[Rows of box annotation data]
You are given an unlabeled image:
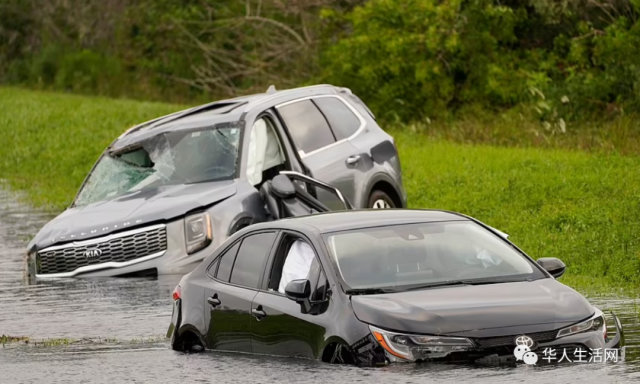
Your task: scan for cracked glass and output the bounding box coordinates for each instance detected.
[73,126,240,206]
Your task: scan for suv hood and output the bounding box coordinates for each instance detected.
[29,180,236,249]
[351,278,595,337]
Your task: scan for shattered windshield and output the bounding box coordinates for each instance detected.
[73,127,240,206]
[324,221,544,290]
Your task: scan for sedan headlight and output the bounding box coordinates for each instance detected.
[369,326,474,361]
[184,212,213,254]
[556,313,607,338]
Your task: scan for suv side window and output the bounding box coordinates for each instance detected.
[211,241,240,282]
[230,232,276,288]
[278,100,336,153]
[313,97,361,140]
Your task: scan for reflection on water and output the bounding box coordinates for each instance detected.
[0,184,640,383]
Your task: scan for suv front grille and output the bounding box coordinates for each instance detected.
[36,225,167,275]
[473,329,558,348]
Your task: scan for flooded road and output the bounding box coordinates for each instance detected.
[0,184,640,384]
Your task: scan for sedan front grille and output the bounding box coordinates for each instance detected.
[473,329,558,348]
[36,225,167,275]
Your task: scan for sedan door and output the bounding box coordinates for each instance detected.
[276,95,364,210]
[204,232,275,352]
[251,231,331,359]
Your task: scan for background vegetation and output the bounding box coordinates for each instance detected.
[0,0,640,136]
[0,88,640,288]
[0,0,640,285]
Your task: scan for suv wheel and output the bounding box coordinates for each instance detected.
[368,190,396,209]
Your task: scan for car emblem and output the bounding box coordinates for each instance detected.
[84,248,102,260]
[515,335,536,349]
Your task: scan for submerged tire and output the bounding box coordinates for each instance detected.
[367,190,396,209]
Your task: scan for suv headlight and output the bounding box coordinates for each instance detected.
[184,212,213,254]
[556,312,607,338]
[369,326,474,361]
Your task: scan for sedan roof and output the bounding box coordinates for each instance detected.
[265,209,470,233]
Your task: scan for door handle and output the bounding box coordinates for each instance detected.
[251,305,267,321]
[207,293,222,308]
[347,155,362,165]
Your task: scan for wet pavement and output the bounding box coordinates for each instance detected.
[0,183,640,384]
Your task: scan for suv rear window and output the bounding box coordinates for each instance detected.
[313,97,360,140]
[278,100,336,153]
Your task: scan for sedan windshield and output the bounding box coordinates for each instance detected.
[324,221,545,293]
[74,128,240,206]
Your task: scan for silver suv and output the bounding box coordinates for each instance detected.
[26,85,407,278]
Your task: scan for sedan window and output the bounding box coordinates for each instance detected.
[212,242,240,282]
[324,221,544,289]
[278,100,336,153]
[230,232,276,288]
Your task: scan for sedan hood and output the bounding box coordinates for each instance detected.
[351,278,595,337]
[29,180,236,249]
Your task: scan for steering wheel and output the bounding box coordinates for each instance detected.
[204,165,229,175]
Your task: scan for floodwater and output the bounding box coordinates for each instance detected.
[0,184,640,384]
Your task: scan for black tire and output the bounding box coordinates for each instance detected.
[367,190,396,209]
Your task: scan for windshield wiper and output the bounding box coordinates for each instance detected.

» **Directive**
Recast the lines from the one containing "Your task: scan for sedan door" up to and including the one containing "[0,183,640,384]" as a Markdown table with the columns Row and Line. Number each line in Row, put its text in Line, and leave out blank lines.

» **The answer**
| Row | Line |
|---|---|
| 1 | Your task: scan for sedan door and output the bounding box coordinates for each instance detected. |
| 2 | [276,95,364,210] |
| 3 | [204,232,275,352] |
| 4 | [251,231,331,359] |
| 5 | Your task: scan for background vegetation and output the bounding box coordinates for each instance detected. |
| 6 | [0,0,640,136] |
| 7 | [0,88,640,288] |
| 8 | [0,0,640,285] |
| 9 | Your task: scan for suv wheel and output the bounding box coordinates for each instance detected. |
| 10 | [368,190,396,209] |
| 11 | Your task: scan for car emblem and output the bounding box coordinates for each instance detected. |
| 12 | [84,248,102,260] |
| 13 | [515,335,536,349] |
| 14 | Your task: scan for submerged tire and output the bounding box coordinates for each instance detected. |
| 15 | [367,190,396,209] |
| 16 | Your task: scan for suv headlight and output the bounding box coordinates for each instance detected. |
| 17 | [184,212,213,254] |
| 18 | [556,312,607,338] |
| 19 | [369,326,474,361] |
| 20 | Your task: scan for sedan roof and output the bounding box coordinates for each instance detected. |
| 21 | [265,209,470,233] |
| 22 | Your task: scan for door handle and output the bounding box coordinates for each instance detected. |
| 23 | [251,305,267,321] |
| 24 | [207,293,222,308] |
| 25 | [347,155,362,165] |
| 26 | Your task: scan for wet pavement and output the bounding box coordinates for each instance detected. |
| 27 | [0,183,640,384] |